# Extract
====

Why Own a Racehorse: Dreams Are Worth Chasing, Especially When You Catch Them

(Miss Jacqueline headed to the “test barn” after winning on Thursday / Photo by Holly M. Smith)

Editor’s Note: We just got home to our house in the suburbs of Louisville. It is 8:15 p.m. About 5 hours after our filly, Miss Jacqueline, got her first race of her life. And, got her first win of her life. We have a story to tell, and we will tell it. But it will have to wait for another day. Another time. Tonight, I’m exhausted as if I was the one asked to run 6 furlongs over a muddy racetrack. But not too tired to relive a little of today’s magic. After all, it was a magical day for us.

Here you go…a teaser…

When we decided to take a risk and run our 2-year-old filly on Thursday at Churchill Downs, we did so with a bit of fear and trepidation. We knew that Miss Jacqueline was ready for her first race. We knew that she was doing well. We knew that it was time to find out what we had, and it was time for her to find our what this racing sport is all about.

But that’s about all we knew. Or thought we knew.

Yet, there was far more questions than answers, too.

We didn’t know that the field for a Maiden-Claiming $15,000 race would over-fill and that 12 horses would make the starting gate look like me trying to squeeze into a pair of my trousers from a couple of years ago. Ouch.

We didn’t know that it would rain buckets for two days, and turn Churchill Downs into Churchill Drowns. And, we didn’t know how our filly, who had never even trained over a sloppy racetrack, would or could handle the racing surface.

We didn’t know that the temps would drop 30 degrees in about 3 hours and turn the hottest month of October in Kentucky history into snow flakes on Halloween. And, we didn’t know how our filly would or could adjust to the temp swing.

We didn’t know that winds would kick up and blow like the wicked witch on the Wizard of Oz.

And, we didn’t know if anyone would try to claim her.

So, when we strolled into the paddock and looked for our little gal, we walked quickly and nervously. We walked quietly, and nervously. We walked. And, we did not talk. Did I mention that we were nervous?

“What’s up,” said our trainer, Stephen Lyster. “I don’t think I’ve ever seen you this quiet.”

I grunted. “Just a little nervous,” I said. “I just want her to do well. I really do.”

Just a few minutes later, we made up for the somber Halloween. Just a few minutes later, we sounded like a 6-year-old who just went through his first Haunted House.

It may not have been a Breeders’ Cup race. But that didn’t dampen our spirits. Not even a little bit. It was our Breeders’ Cup race. It was our Breeders’ Cup moment.

Miss Jacqueline, our 2YO daughter of Jack Milton and a filly that we bred and raised some long time ago, gassed it from the #12 post position. She grabbed the lead coming out of the turn, despite motoring the first quarter in :21& change. And, she motored home, with jockey Julien Leparoux on her back, in front by some 51/4 lengths.

My wife Leigh Ann cheered like she did when she was a teenager at Graves County High School. The only thing missing was a standing back flip, and her pom poms.

My friend, Greg Schell, was jumping. On two artificial knees that were installed just a few months ago. Ronda Schell was yelling. And, it wasn’t even at Greg.

My twitter friends, Tim and Mark, who travelled down from Indy just for the races, were trying to cheer and take photos at the same time. A tough assignment.

Elizabeth Rosenberg, who runs a horse aftercare program in Shelbyville, was dancing a jig.

====

# Given data
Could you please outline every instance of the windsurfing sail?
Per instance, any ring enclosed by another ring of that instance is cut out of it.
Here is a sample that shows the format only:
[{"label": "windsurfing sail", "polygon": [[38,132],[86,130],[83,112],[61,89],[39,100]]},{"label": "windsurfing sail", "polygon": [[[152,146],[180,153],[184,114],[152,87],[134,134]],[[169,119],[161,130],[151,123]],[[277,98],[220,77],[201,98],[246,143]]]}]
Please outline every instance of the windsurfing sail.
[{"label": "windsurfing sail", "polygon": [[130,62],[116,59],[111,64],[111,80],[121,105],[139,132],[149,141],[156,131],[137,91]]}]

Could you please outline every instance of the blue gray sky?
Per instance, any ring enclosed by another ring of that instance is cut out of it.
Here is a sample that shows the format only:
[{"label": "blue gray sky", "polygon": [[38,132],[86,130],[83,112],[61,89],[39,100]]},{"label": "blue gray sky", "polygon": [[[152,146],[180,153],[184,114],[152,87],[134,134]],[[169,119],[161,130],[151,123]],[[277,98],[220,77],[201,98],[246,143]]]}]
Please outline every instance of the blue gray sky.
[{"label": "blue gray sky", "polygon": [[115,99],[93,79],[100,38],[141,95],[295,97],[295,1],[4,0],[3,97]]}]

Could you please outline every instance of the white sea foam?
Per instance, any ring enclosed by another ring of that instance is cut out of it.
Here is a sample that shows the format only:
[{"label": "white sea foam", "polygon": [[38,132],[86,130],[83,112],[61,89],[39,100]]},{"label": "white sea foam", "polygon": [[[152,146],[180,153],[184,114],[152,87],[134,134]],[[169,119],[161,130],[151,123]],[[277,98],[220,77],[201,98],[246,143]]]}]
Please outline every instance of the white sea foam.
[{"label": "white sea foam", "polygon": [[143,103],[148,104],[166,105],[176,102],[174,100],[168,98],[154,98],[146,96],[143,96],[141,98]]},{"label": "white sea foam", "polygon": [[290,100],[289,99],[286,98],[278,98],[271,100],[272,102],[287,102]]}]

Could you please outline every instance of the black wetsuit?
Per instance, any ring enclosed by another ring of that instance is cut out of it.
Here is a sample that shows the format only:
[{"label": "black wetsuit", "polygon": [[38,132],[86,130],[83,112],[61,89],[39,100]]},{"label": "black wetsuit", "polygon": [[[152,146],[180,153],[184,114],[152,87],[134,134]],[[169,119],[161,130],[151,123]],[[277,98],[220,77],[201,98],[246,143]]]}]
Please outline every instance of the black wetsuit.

====

# Problems and tasks
a - Name every person mentioned in the racehorse article from "My wife Leigh Ann cheered" to the end.
b - Please work out how many lines of the records contain the string "wetsuit", with case counting, and give only that number.

# Task-by-task answers
a - Leigh Ann, Greg Schell, Ronda Schell, Tim, Mark, Elizabeth Rosenberg

b - 3